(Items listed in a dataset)
========================
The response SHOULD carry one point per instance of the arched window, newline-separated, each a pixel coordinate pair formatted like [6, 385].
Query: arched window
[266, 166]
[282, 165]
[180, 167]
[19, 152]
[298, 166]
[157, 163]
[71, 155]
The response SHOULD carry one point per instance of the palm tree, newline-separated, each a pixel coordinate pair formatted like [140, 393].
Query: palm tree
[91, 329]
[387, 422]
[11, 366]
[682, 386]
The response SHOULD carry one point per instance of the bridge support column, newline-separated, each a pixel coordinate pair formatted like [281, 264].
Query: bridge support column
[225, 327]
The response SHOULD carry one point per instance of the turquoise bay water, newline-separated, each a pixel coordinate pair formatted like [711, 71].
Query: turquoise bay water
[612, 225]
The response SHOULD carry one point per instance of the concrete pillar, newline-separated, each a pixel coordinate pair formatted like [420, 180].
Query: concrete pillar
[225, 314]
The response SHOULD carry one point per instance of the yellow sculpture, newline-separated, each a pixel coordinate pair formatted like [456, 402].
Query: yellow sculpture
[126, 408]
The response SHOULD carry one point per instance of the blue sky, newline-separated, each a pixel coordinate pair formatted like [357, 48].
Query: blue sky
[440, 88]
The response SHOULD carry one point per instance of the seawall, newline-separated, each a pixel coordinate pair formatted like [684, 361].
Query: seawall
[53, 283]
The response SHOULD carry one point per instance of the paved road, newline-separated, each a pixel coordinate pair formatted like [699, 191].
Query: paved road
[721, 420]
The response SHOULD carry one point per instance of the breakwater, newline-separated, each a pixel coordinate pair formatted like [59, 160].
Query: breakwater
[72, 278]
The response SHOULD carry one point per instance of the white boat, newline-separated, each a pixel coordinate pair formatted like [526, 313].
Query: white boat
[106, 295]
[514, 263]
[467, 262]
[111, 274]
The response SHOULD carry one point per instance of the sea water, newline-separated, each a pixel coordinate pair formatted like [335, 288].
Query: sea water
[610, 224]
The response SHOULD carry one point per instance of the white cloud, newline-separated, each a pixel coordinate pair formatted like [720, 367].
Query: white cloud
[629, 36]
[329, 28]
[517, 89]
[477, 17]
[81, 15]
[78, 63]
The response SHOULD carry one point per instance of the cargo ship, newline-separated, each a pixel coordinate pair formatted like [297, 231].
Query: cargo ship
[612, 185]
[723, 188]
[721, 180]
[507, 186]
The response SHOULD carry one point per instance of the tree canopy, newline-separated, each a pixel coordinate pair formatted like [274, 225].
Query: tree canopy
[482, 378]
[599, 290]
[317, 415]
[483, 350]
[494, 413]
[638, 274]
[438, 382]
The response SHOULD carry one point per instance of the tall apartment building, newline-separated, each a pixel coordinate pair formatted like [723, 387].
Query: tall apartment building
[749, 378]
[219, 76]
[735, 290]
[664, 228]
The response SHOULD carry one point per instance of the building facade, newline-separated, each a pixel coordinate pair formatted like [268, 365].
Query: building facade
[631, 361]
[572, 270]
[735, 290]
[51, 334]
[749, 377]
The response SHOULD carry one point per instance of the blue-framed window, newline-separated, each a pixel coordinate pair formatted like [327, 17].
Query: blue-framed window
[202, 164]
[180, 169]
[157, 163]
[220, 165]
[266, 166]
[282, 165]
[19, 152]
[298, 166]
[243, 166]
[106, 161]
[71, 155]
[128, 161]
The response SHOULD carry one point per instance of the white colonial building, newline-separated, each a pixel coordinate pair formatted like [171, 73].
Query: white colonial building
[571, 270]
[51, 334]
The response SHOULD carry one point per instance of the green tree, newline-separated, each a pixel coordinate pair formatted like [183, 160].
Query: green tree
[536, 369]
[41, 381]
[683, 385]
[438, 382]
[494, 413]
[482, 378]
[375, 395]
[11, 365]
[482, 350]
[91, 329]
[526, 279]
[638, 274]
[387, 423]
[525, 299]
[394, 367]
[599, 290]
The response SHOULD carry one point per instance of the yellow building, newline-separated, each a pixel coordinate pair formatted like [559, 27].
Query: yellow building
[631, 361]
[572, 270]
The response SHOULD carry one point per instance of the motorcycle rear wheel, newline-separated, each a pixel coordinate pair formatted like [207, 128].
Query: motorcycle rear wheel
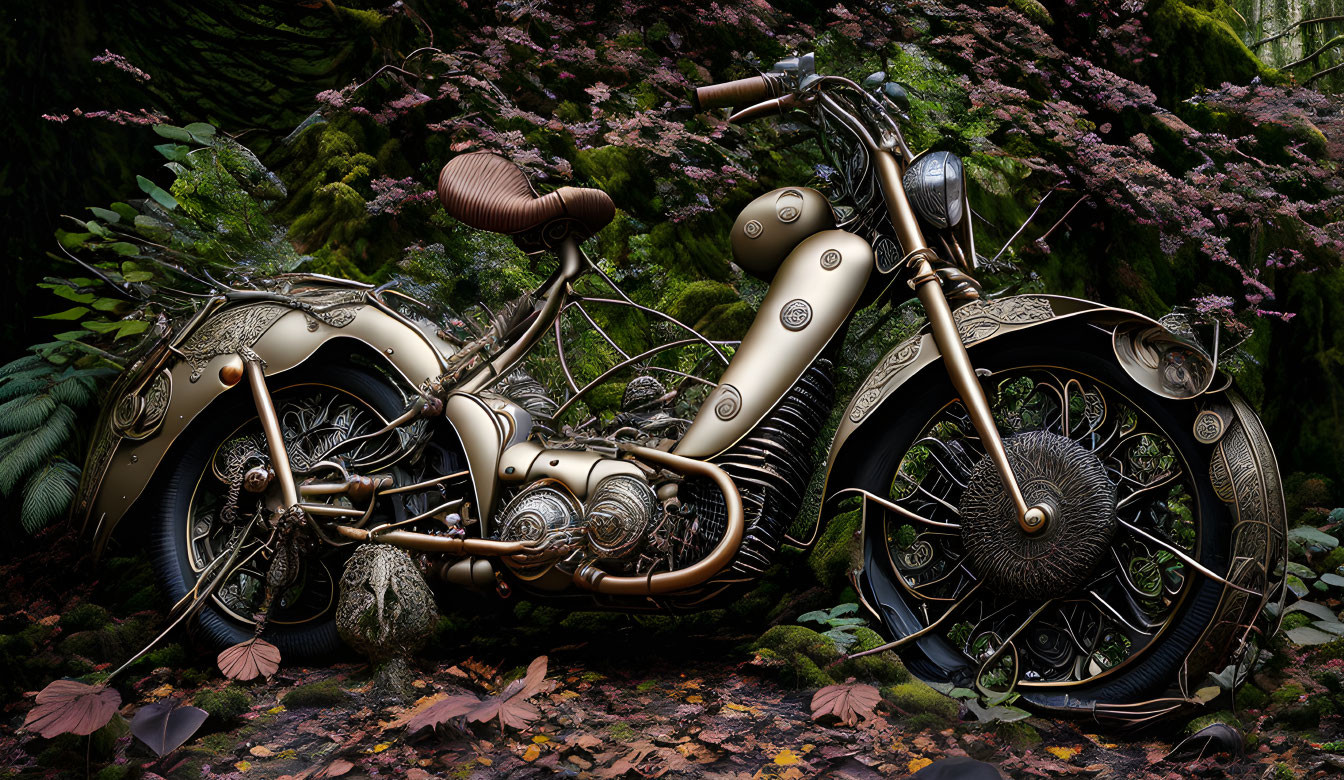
========================
Line by line, print the records exactly, leaving the pictures behind.

• Reply:
The response SHOULD carry one point per instance of the arched window, newline-separated, each a pixel coordinate pair formatted like [6, 385].
Query: arched window
[266, 166]
[282, 165]
[180, 167]
[19, 152]
[298, 166]
[157, 163]
[71, 155]
The response SHOULD carry one point per instance of the palm tree, newline-separated, each a pixel coordinate pair formatted like [140, 393].
Query: palm tree
[91, 329]
[387, 422]
[11, 366]
[682, 386]
The response SHOULD carry one point per instance of the bridge support column, newline-separated, each a pixel coordinate pair formatted like [281, 264].
Query: bridge support column
[225, 327]
The response SHOULD carry one point per instance of the turquoise bay water, newline-separated, each a pixel coordinate pair formatted like [711, 71].
Query: turquoise bay water
[612, 225]
The response SHOULD carry one point per instance of the concrete pillar, newline-separated, each a pixel coordinate pair formatted like [420, 180].
Query: concrete pillar
[225, 314]
The response SHOULD carry one point per instance of the yellow sculpture, newline-separated, each a pixel coordinate pair formatted like [456, 402].
Query: yellow sculpture
[126, 408]
The response SHOULD carry one point per instance of the blue sky, newline-separated, each a pixel coordinate pair formatted like [357, 48].
Query: blue sky
[440, 88]
The response SHOULD carry one point per instance of the seawall, newline-separated, each a pixel coordinate pair formatted like [684, 361].
Query: seawall
[53, 283]
The response SHOULD carry one point per instance of the paved road, newline-separated, each a pixel coordinate pair formatted like [699, 191].
Query: paved road
[721, 420]
The response SHOULD carry one point per instance of the breakwater, newline-separated, each a pixel coordinate pair formatted like [59, 160].
Query: breakwater
[72, 278]
The response SHOULD carry one point per instance of the white boat, newline-separated, each a pixel coordinate pair formatted like [526, 313].
Query: white boat
[106, 295]
[514, 263]
[467, 262]
[111, 274]
The response SHOULD carry one point per instance of the sea water, newline-separated, each a pixel coordinate pair formatted like [335, 288].
Query: sea water
[610, 224]
The response SHOULD carry one point per instance of the white cloud, newline-separated, each a pixel coordinate pair formatted like [720, 367].
Query: white cloud
[629, 36]
[329, 28]
[517, 89]
[477, 17]
[81, 15]
[78, 63]
The response SHOULD carry one point per instance of the cargo ship, newline-separated, each a pixel coordinate pair formatted like [297, 231].
Query: cargo ship
[612, 185]
[723, 188]
[721, 180]
[507, 186]
The response SHOULD carry one point per instance of the tree canopy, newline-separated, each a pixel coordinate pair formatted like [274, 225].
Query: tree canopy
[482, 378]
[599, 290]
[317, 415]
[483, 350]
[494, 413]
[638, 274]
[438, 382]
The response SHOULD carry one point per instance of the tall apartment building, newline-separated, each a pixel coordinate pair formatted like [723, 387].
Query: tall apartment building
[749, 378]
[219, 76]
[735, 290]
[664, 228]
The response SHOULD carry one point per instance of the building facade, newline-separated, each a pixel coordinate pair formatted like [268, 365].
Query: building facade
[631, 361]
[572, 270]
[735, 290]
[51, 334]
[749, 377]
The response SHOULD carry one point per instance of the blue-framed window, newline-separated, each a pixel coordinate pair formatted like [327, 17].
Query: blue-framed window
[202, 164]
[180, 169]
[157, 163]
[220, 165]
[266, 166]
[282, 165]
[19, 152]
[298, 166]
[243, 166]
[106, 161]
[71, 155]
[128, 161]
The response SHOULD carry one point per instance of the white colonial building, newline-separated, each a pixel coordinate pair formatted like [171, 73].
Query: white colonial building
[571, 270]
[51, 334]
The response SHOULD carry one point per instance of the green tree, newline-separated, each a pixel coordinate pair formatted like [183, 160].
Query: green tree
[536, 369]
[41, 381]
[683, 385]
[438, 382]
[494, 413]
[482, 378]
[375, 395]
[11, 365]
[482, 350]
[91, 329]
[526, 279]
[638, 274]
[387, 423]
[525, 299]
[394, 367]
[599, 290]
The response SHOULD carry one point per instance of the yellow building, newline-separated, each a pixel coordinate pair formatted like [559, 27].
Query: yellow building
[631, 361]
[572, 270]
The response SHOULD carry one point per instance of the motorcycle rear wheel, newline-separated, each a pixel coordinate pair formatted like [207, 128].
Query: motorcycle rear wheel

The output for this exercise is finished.